▸ **REQUIREMENT**:
Resume the news report on the Gulf Cartel violence in Rio Bravo and Reynosa, writing the passage that follows its final sentence.

The violence follows the arrest of a top leader with the Escorpiones faction of the Gulf Cartel. That faction had control of the city of Rio Bravo and would use it to launch attacks on the city of Reynosa, which is controlled by Los Metros.

Since the start of the week, the Gulf Cartel faction known as Los Metros began setting up roadblocks along the key entrances to Reynosa, Tamaulipas, as a way to keep law enforcement from interfering with their attacks on the border town of Rio Bravo. Additionally, days before, they began knocking down police cameras as a way to hide their troop movements as they prepared to move armored vehicles to the eastern part of Reynosa in preparation for the attacks. In total, the group destroyed 16 police cameras by either shooting at them or knocking them down with trucks.

Since Monday early morning, February 5, Los Metros began their attack on Rio Bravo, setting off widespread violence throughout the city. During one of their attacks, the gunmen shot and killed 30-year-old Jesus Sevillaja Marmolejo, an innocent farmer who was coming out of a local bar the gunmen were attacking.

▸ **EXERCISE DATA**:
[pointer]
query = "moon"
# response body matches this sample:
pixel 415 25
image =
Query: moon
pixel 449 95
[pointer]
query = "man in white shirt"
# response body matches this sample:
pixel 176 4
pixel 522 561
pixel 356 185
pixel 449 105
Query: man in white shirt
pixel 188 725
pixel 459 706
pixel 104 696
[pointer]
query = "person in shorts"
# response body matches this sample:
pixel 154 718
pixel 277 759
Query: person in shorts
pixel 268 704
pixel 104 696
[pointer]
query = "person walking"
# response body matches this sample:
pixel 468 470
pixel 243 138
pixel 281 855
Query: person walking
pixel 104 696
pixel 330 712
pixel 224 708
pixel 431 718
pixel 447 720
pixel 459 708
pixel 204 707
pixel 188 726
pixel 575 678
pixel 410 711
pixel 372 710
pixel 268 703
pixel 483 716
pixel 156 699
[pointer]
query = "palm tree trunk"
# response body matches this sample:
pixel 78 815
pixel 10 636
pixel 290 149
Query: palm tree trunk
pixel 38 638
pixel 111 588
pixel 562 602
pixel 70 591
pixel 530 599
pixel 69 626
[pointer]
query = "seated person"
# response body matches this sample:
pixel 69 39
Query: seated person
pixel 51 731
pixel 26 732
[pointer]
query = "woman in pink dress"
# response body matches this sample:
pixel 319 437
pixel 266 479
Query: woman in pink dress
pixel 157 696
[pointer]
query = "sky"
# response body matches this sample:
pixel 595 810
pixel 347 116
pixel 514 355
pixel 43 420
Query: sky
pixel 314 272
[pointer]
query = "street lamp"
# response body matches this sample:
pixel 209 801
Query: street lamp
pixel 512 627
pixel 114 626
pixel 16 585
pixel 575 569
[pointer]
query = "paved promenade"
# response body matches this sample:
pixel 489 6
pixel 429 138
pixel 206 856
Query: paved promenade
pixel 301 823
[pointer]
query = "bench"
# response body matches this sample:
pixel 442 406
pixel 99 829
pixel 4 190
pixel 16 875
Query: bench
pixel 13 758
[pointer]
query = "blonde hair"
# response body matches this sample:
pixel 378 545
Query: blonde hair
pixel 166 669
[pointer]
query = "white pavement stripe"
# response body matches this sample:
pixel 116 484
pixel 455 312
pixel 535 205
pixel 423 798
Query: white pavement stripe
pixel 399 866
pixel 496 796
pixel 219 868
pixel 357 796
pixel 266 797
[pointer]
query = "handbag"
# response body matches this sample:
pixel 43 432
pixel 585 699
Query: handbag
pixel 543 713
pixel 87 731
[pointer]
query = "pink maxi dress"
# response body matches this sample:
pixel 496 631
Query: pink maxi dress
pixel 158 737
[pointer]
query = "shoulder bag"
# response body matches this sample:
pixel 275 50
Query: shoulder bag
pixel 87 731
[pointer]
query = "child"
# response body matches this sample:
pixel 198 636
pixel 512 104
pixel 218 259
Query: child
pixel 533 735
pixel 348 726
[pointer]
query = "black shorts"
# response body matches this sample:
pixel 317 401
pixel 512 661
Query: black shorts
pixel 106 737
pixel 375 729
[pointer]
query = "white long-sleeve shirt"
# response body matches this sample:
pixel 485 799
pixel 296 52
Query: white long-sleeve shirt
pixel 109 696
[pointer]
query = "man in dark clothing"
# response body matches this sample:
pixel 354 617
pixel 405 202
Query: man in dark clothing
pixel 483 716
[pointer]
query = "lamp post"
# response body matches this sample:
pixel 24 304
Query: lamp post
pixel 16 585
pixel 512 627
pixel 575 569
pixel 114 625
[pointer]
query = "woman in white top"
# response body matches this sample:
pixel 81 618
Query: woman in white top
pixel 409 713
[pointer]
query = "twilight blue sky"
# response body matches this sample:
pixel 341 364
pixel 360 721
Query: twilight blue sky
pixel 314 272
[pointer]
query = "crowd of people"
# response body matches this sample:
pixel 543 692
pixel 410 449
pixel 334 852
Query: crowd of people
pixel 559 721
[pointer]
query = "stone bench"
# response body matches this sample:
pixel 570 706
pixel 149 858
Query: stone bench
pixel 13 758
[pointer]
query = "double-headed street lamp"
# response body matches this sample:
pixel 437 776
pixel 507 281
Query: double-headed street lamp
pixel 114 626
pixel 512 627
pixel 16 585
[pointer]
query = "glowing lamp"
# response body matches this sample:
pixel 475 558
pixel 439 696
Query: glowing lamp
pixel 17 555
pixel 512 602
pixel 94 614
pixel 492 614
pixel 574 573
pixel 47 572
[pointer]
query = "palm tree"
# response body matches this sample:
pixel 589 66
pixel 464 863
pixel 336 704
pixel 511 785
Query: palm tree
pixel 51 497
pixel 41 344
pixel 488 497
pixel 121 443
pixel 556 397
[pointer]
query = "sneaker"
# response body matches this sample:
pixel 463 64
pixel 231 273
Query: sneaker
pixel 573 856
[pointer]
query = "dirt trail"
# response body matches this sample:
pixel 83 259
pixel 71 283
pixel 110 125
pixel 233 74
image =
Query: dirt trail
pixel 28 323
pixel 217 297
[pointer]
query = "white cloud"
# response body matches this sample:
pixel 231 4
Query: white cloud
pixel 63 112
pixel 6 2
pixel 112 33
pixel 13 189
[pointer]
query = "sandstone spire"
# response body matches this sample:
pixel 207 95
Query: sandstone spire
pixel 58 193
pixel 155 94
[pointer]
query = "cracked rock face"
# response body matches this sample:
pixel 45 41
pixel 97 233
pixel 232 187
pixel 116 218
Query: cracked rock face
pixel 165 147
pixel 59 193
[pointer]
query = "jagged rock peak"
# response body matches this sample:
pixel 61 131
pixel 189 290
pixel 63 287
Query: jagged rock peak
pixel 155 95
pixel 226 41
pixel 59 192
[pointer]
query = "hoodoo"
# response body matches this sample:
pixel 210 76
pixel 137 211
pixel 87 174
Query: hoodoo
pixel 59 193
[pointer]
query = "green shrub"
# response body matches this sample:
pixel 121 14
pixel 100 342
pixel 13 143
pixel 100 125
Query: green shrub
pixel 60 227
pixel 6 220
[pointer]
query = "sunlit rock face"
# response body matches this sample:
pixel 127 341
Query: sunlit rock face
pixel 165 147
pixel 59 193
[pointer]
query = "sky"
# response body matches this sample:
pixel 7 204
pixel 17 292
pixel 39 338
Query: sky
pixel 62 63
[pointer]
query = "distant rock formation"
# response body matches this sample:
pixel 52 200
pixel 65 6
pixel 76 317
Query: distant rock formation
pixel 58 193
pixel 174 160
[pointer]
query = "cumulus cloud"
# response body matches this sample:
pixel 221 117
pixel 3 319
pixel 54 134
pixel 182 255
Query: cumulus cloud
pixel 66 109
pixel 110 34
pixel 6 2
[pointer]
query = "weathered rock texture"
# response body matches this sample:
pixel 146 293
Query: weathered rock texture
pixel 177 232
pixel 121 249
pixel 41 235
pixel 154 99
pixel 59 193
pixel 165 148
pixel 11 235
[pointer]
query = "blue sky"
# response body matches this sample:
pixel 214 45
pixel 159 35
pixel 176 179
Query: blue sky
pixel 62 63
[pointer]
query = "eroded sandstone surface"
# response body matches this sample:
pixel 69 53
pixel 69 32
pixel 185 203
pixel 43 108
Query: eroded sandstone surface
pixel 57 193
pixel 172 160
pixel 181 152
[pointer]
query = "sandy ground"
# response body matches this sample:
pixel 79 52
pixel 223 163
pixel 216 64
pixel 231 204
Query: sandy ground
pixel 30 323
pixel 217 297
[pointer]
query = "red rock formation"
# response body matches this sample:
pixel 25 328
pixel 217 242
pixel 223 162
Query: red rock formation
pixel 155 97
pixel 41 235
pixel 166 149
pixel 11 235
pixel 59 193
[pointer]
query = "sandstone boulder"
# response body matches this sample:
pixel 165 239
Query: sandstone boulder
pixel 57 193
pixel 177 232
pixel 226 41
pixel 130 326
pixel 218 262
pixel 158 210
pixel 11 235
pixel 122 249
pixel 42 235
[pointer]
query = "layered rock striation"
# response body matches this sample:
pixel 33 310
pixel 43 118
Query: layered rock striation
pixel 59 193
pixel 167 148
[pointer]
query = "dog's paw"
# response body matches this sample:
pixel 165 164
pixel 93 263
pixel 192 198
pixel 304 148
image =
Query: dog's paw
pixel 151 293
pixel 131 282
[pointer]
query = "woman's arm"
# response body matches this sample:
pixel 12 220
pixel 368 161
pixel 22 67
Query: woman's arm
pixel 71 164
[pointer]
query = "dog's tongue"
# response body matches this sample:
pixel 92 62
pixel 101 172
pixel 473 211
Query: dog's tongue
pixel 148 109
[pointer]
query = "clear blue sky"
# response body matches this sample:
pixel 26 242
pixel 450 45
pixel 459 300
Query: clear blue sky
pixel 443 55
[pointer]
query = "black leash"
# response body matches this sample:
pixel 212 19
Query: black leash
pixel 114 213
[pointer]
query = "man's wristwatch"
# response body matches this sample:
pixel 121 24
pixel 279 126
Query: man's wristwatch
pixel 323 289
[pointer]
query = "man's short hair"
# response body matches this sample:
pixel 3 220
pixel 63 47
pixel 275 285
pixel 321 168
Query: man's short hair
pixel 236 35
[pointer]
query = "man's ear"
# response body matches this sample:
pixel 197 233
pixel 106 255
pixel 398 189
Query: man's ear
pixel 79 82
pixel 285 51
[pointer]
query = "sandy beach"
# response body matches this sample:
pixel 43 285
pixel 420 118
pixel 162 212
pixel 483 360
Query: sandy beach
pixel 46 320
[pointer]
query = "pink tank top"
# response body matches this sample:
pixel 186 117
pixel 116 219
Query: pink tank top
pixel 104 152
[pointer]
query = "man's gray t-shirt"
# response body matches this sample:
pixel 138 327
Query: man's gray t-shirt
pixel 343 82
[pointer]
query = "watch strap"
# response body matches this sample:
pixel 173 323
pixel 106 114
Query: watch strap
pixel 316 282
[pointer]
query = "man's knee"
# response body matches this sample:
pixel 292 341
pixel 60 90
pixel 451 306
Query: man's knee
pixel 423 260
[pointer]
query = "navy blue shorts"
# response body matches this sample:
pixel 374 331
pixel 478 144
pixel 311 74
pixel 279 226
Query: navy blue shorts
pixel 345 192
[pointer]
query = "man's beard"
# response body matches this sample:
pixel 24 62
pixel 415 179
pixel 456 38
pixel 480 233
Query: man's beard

▸ **SOLVED EXERCISE**:
After their attacks, Los Metros spray-painted houses and walls with the call signs of some key leaders to taunt their rivals and show they had entered the city.

The attacks in Rio Bravo also led to violence in Reynosa, where gunmen clashed with police forces who spotted them moving their convoys of gunmen. In response to the violence, school officials stopped their classes for several days as a precaution since, in recent days, one high school student had to be rushed to a hospital after being struck by a stray bullet.

The violence in Reynosa comes as the Tamaulipas government refuses to acknowledge the violence in the region and falsely claims that the region is safe.